_Activity_
Every record is to be restated exactly, with nothing left out.

━━ Information given ━━

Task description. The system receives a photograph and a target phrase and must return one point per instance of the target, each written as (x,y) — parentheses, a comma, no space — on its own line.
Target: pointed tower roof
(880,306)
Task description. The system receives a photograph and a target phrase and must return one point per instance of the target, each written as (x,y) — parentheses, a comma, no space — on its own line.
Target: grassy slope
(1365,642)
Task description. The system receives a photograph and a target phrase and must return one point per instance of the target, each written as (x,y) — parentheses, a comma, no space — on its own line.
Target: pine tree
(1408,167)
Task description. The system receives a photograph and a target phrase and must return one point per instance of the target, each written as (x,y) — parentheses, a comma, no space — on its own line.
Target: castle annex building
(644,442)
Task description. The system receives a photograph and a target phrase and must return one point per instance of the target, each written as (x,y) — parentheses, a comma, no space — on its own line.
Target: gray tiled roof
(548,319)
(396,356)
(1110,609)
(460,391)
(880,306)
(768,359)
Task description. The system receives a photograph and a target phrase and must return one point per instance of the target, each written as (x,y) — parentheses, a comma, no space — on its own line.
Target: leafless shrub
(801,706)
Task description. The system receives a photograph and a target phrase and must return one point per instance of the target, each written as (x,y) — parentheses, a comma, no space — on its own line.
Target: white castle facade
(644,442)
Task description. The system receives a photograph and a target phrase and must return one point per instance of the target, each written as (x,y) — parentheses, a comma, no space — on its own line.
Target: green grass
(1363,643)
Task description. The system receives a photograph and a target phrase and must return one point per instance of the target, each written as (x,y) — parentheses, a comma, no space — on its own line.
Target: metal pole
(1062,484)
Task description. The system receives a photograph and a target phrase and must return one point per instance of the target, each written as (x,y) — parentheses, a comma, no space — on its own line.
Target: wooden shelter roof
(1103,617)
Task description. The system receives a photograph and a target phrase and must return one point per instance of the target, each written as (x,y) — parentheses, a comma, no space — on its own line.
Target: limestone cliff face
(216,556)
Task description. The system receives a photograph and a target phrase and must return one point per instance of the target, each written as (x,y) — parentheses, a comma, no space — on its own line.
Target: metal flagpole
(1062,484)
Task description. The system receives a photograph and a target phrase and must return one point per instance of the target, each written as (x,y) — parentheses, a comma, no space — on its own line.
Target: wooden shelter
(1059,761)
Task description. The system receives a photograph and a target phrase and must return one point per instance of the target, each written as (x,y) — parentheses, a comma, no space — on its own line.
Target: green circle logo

━━━

_Result_
Task description. The system receives a photograph and a target phrase and must return one point per instance of the target, each written as (x,y) — parentheses, a comma, no space — on its own line.
Target: pointed tower roof
(880,306)
Task description. The system receives a photograph and a target phrase and must return one point per instance of the target, each written as (x,y) — parentheses, a comma, no space — on its own line.
Target: grassy slope
(1365,642)
Task description. The system receives a photograph and a target phrase and must return one point per instance of the target, each written as (x,y) — parentheses, a comma, no space — on its own line.
Target: pine tree
(1408,167)
Task description. The system receives a photograph and a target phrase and must return one point per instance of the target, each written as (x,y) — parentheses, a comma, no space — on its own line.
Target: castle annex building
(644,442)
Task description. The system receives a photograph and a target phrase and must return one point per instance of the target, each written as (x,y) — parentheses, a comma, no space — on its own line.
Target: gray tiled roof
(548,319)
(396,356)
(1110,609)
(460,391)
(880,306)
(768,359)
Task description. The system receives a photograph and a target phrase and must return one point per instance of the target, each written as (x,y) — parentheses, a comma, no space — on its own line.
Target: leafless shrub
(801,706)
Task description. The system receives a photograph and a target phrase and must return one point per instance of the target, each written as (x,y) — parentheses, a comma, no space — on its own line.
Target: white castle facade
(644,442)
Task description. The system receives a photograph and a target phrase and must return one point per instance of the target, each written as (x,y) — parentheses, a comma, no space — on its own line.
Target: green grass
(1363,643)
Task description. The system receives a photograph and a target phrase and must return one point per instance of the target, each written as (x,y) — parentheses, a comma, no space — on its own line.
Target: metal pole
(1062,484)
Task description. The system receives a photograph and a target phrase and must return one point per instance of the target, each written as (x,y) — parentheses, a comma, no space — on its own line.
Target: wooden shelter roof
(1103,617)
Task description. The system receives a photograph and a target phrase and must return one point per instance of the target, each written as (x,y) — parentheses, a comma, no space — on its own line.
Target: limestone cliff face
(216,556)
Task description. The system receives a photograph and a target phrase and must return one point per instance of the target, each written as (x,y) — parentheses, a comma, no space — on its own line.
Target: metal flagpole
(1062,484)
Task description. The system receives a photograph and a target phrase and must return one point per instance of the target, each written as (x,y) — parentheses, a comma, no space — on its own line.
Target: wooden shelter
(1059,761)
Task description. The system receives a photograph and a target phrase and must return one point per instance of the target, each written as (x,y) — parentheses, a comma, no space — on its own line.
Target: green circle logo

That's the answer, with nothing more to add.